> **CONSIGNE**:
D'après le texte sur la venue d'Alphonse XIII à Paris, où la Fête des Fleurs doit-elle avoir lieu ?

***** TEXTE DE L'EXERCICE

Courrier de Paris

JOURNAL D'UNE ÉTRANGÈRE

On dirait que les Parisiens ont renoncé, pour une semaine, à leurs amusements ordinaires et que brusquement leur curiosité s'est désintéressée de tout. Ne leur parlez point de politique en ce moment; ils ne savent pas ce que c'est et jamais les choses qu'on dit au Palais-Bourbon ne leur ont paru plus vaines et plus obscures. Ils ont oublié déjà les surprises délicieuses de l'exposition de Whistler et les étonnantes ferronneries qu'on leur montre au musée Galbera les laissent indifférents. Voilà presque une semaine que les anecdotes sur Rothschild leur semblent démodées et ce n'est que d'un oeil distrait qu'ils «suivent» ce qui s'imprime au sujet du mariage du kronprinz. Un concours de «balcons fleuris» s'est ouvert lundi dernier: ils l'ignorent; demain la Fête des Fleurs égayera, parfumera le bois de Boulogne: que leur importe? Ils ne vont depuis trois jours que là où ils ont chance de rencontrer leur nouvel hôte, de sourire à ses dix-neuf ans, de l'acclamer. Alphonse XIII est, à cette heure, l'occupation principale et l'unique joie de Paris.

C'est le premier voyage qu'entreprend à l'étranger le jeune roi; et Paris est content--un peu fier aussi--d'être la première grande «station» où Alphonse XIII ait voulu s'arrêter. Paris a des coquetteries charmantes; il me fait penser en ce moment à ces femmes belles et déjà mûres qui ne s'intéressent plus que «maternellement» aux très jeunes gens, mais qui ne sont pas fâchées tout de même qu'un gentil garçon de vingt ans les trouve jolies.

Notre ville a donc revêtu pour ce gala ses plus exquises toilettes de printemps; et jamais je ne l'ai trouvée plus belle, en effet, plus élégamment accueillante et tutélaire avec plus d'esprit.

On racontait ces jours-ci (mais l'anecdote est trop gentille pour être vraie) que la reine Christine, un peu inquiète de voir ainsi s'en aller loin d'elle, pour la première fois, son enfant, avait adressé à M. Loubet une lettre privée où, dans le simple langage d'une maman qui écrit à un papa, elle lui recommandait son fils, exprimait le voeu que tout le monde, chez nous, eût bien soin de lui... Je voudrais que cette lettre-là ait été écrite; elle n'est pas très protocolaire et le «geste» n'est pas de ceux qu'approuve, sans doute, l'étiquette des cours; mais il eût été si naturel et si humain, ce geste-là; il eût exprimé avec tant de vérité les secrètes angoisses dont ces existences royales sont troublées...

Paris n'a point trompé la confiance que cette mère avait mise en lui. Il a fait au roi d'Espagne un accueil dont je suis sûre que son imagination demeurera, pour longtemps, éblouie.

**********
***** DONNÉES ENREGISTRÉES

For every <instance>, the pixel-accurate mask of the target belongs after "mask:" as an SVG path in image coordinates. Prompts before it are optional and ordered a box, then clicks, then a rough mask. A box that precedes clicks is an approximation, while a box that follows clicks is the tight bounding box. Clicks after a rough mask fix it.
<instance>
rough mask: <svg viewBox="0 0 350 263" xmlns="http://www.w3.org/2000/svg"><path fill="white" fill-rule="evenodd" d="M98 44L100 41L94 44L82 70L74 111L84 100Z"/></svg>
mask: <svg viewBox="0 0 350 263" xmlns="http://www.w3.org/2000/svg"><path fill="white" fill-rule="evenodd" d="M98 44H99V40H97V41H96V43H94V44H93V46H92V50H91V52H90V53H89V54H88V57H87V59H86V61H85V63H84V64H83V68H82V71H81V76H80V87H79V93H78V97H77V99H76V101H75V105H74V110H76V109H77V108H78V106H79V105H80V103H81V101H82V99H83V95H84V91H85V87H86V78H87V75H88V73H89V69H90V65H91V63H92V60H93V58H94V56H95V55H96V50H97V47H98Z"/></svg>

**********

> **RÉPONSE**:
Au bois de Boulogne.